Image point grounding data
#####

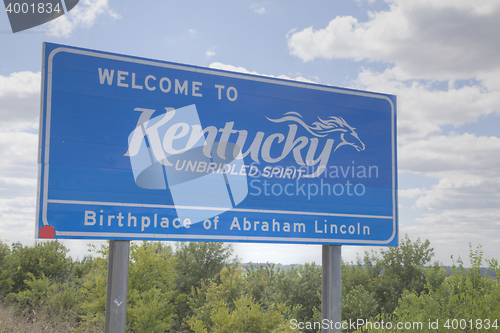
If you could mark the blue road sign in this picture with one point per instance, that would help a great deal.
(134, 148)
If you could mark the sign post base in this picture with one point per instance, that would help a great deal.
(331, 287)
(117, 286)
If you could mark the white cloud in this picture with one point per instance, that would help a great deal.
(84, 14)
(427, 39)
(258, 8)
(218, 65)
(410, 193)
(20, 101)
(423, 109)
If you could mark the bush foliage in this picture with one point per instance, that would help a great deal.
(199, 287)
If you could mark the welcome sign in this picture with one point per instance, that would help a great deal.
(134, 148)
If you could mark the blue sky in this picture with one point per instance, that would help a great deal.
(439, 57)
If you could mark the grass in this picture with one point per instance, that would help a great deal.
(11, 322)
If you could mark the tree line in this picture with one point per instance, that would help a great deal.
(201, 287)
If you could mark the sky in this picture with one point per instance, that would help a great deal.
(440, 58)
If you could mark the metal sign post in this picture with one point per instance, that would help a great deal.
(117, 286)
(331, 287)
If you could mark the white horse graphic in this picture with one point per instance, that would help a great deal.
(323, 128)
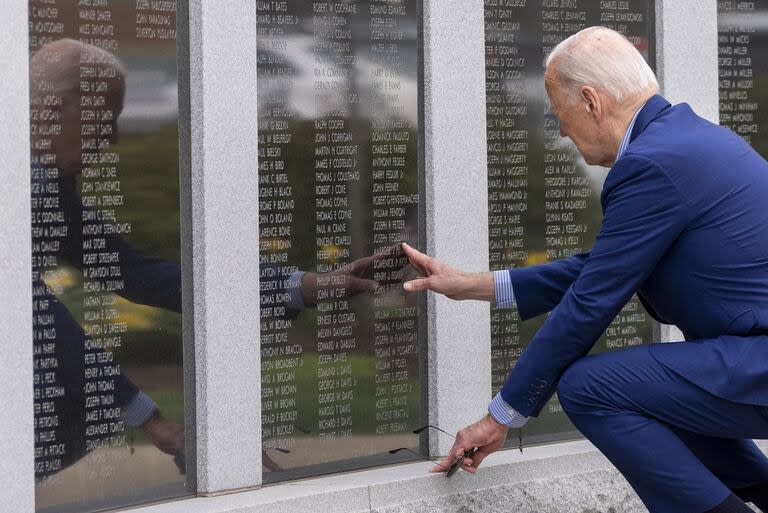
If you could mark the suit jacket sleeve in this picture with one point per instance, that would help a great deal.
(539, 288)
(643, 214)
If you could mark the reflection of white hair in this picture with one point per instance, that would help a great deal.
(604, 59)
(56, 67)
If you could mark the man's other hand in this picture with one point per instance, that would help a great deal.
(438, 277)
(166, 435)
(486, 434)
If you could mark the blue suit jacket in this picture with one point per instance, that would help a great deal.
(685, 225)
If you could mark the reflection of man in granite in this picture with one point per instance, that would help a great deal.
(684, 227)
(56, 73)
(56, 82)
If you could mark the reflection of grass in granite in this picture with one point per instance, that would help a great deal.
(149, 181)
(363, 402)
(153, 336)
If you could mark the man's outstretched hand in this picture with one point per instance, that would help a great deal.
(168, 436)
(438, 277)
(486, 434)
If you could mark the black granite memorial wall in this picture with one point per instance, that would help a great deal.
(743, 70)
(543, 199)
(338, 94)
(105, 252)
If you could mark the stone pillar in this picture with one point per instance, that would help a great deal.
(456, 201)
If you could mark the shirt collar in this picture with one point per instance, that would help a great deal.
(627, 134)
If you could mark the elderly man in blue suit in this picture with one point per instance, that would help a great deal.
(685, 226)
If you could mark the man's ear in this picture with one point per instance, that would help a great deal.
(591, 101)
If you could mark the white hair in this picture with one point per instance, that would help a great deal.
(604, 59)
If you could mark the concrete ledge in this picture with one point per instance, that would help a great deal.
(569, 476)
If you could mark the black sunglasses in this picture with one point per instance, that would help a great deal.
(455, 466)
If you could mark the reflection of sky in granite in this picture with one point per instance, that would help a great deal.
(297, 93)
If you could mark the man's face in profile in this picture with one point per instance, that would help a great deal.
(77, 116)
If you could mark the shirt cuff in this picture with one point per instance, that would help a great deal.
(139, 410)
(293, 286)
(505, 414)
(505, 295)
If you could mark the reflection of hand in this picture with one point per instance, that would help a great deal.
(349, 281)
(166, 435)
(486, 435)
(444, 279)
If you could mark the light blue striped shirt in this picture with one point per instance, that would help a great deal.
(505, 298)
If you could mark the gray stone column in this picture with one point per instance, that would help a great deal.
(219, 145)
(16, 443)
(686, 59)
(686, 54)
(456, 210)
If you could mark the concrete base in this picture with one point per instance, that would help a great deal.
(570, 477)
(603, 491)
(564, 477)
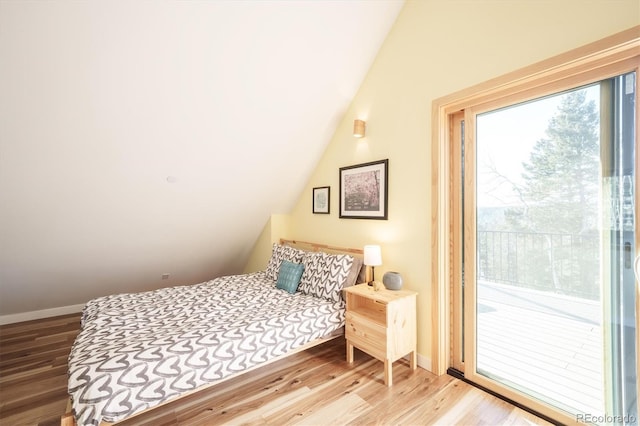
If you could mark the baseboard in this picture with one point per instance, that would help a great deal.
(44, 313)
(424, 362)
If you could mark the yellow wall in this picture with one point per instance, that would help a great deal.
(435, 48)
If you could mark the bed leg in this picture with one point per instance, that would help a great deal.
(67, 418)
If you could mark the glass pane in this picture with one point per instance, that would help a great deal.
(542, 252)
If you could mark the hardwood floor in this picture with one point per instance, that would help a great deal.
(314, 387)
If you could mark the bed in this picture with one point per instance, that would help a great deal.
(137, 351)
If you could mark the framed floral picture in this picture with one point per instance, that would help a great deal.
(364, 190)
(321, 199)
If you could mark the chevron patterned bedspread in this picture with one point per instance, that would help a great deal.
(135, 351)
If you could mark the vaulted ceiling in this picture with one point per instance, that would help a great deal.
(138, 138)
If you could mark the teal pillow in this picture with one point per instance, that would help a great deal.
(289, 276)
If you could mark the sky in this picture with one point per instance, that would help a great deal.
(505, 137)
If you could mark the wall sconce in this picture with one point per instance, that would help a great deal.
(372, 258)
(358, 128)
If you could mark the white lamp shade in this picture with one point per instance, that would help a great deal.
(372, 255)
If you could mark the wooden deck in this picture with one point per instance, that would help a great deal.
(546, 345)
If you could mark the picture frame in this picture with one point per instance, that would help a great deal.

#####

EXERCISE REQUIREMENTS:
The output should consist of every entry above, printed exactly, with the images removed.

REPLY TO THE EXERCISE:
If you could mark the blue road sign in this picture with one point per instance, that would help a great deal.
(134, 148)
If you could mark the sign post base in this picture with one point per instance, that would help a great deal.
(331, 287)
(117, 286)
If you could mark the white cloud in this picture with one point per instance, that would help a great deal.
(84, 14)
(427, 39)
(258, 8)
(218, 65)
(410, 193)
(20, 101)
(423, 109)
If you could mark the bush foliage in this picture with one point per instance, that would help a great deal.
(199, 287)
If you could mark the welcome sign in this picture with one point per instance, that would help a great deal.
(134, 148)
If you could mark the blue sky in this picture with one point per instance, that would help a great deal.
(439, 57)
If you could mark the grass in this picture with one point per instance, that would help a great deal.
(11, 322)
If you could mark the tree line in this picture with one point per instance, that would help a great deal.
(201, 287)
If you could mark the sky in this picture with one point per instance, that would help a great deal.
(440, 58)
If you could mark the metal sign post in this picture with one point per instance, that would help a great deal.
(117, 286)
(331, 287)
If you could mark the white horse graphic in this picture with one point per instance, that would help a great deal.
(323, 128)
If you could mark the suit jacket sleeve in this picture with one point per instance, that would help a great deal.
(539, 288)
(643, 214)
If you could mark the reflection of white hair in this picture with one point per instance, that would help a great deal.
(604, 59)
(56, 67)
If you could mark the man's other hand in this picture with one point per instance, that would help a great deal.
(438, 277)
(166, 435)
(486, 434)
If you could mark the blue suit jacket in this picture with one point per instance, that would help a great deal.
(685, 225)
If you could mark the reflection of man in granite in this picture with one point per instance, that would help a great deal.
(684, 227)
(56, 73)
(56, 82)
If you could mark the reflection of grass in granite in this picture with one point per instance, that would help a great deal.
(149, 181)
(363, 402)
(153, 336)
If you could mark the man's outstretched hand in this picture with one point per instance, that would help a great deal.
(168, 436)
(438, 277)
(486, 434)
If you could mark the black granite memorial wall in this picture with one point per instance, that would help a great deal.
(743, 70)
(543, 199)
(338, 94)
(105, 252)
If you could mark the stone pillar in this picture with one point per instance, that would help a great deal.
(456, 201)
If you could mark the shirt collar in this picture with one point per instance, that would help a great deal.
(627, 134)
If you could mark the elderly man in blue suit in this picture with one point per instance, that would help a great deal.
(685, 226)
If you could mark the man's ear in this picture with one point per instance, that would help a great deal.
(591, 101)
If you could mark the white hair in this picture with one point per instance, that would help a great deal.
(604, 59)
If you could mark the concrete ledge in this picture with one point per instance, that would help a great deal.
(569, 476)
If you could mark the black sunglasses in this picture with one point per instance, that would help a great deal.
(455, 466)
If you could mark the reflection of sky in granite in this picture with one point per instance, that would help a great deal.
(297, 93)
If you could mark the man's face in profile in this picture with one point per instance, that would help a great deal.
(77, 116)
If you could mark the shirt cuff in this picture with one point per instance, that would help a great deal.
(139, 410)
(293, 286)
(505, 414)
(505, 295)
If you could mark the reflection of hand in this picture with one point per instance, that would help a great deal.
(349, 281)
(166, 435)
(486, 435)
(444, 279)
If you could mark the light blue striped shirt in this picture with one point per instance, that would help a great deal.
(505, 298)
If you could mark the gray stone column in this picture with one point per instance, that would help a great deal.
(219, 145)
(16, 443)
(686, 59)
(686, 54)
(456, 210)
If you could mark the concrete base in this picture with one point per instance, that would help a great deal.
(570, 477)
(603, 491)
(564, 477)
If you could mark the baseboard in this picture with one point per instance, that would help a great deal.
(44, 313)
(424, 362)
If you could mark the yellow wall in this picture with one point per instance, that would help a great deal.
(435, 48)
If you could mark the bed leg in this picture with one point per instance, that would help a great deal.
(67, 418)
If you could mark the glass pane in this picture with one point per instance, that would help a great deal.
(542, 252)
If you could mark the hardwood floor in this picture with one point per instance, that would help a great deal.
(314, 387)
If you could mark the bed in this picture with one point per instance, that would help a great deal.
(137, 351)
If you could mark the framed floral picture in this picture with one point per instance, that would help a great deal.
(364, 190)
(321, 199)
If you could mark the chevron patterned bedspread in this picture with one point per instance, that would help a great deal.
(135, 351)
If you could mark the vaulted ceiling in this picture with one point per instance, that would help a great deal.
(138, 138)
If you could mark the teal pillow in this picture with one point per instance, that would help a great deal.
(289, 276)
If you could mark the sky in this picture with one point per instance, that would help a great deal.
(505, 137)
If you could mark the wall sconce in this picture with one point per instance, that would help a great deal.
(372, 258)
(358, 128)
If you could mark the white lamp shade in this picture with one point per instance, that would help a great deal.
(372, 255)
If you could mark the wooden deck in this picture with one point per instance, that would help a great deal.
(546, 345)
If you could mark the picture frame in this picture with one point per instance, that would help a great deal.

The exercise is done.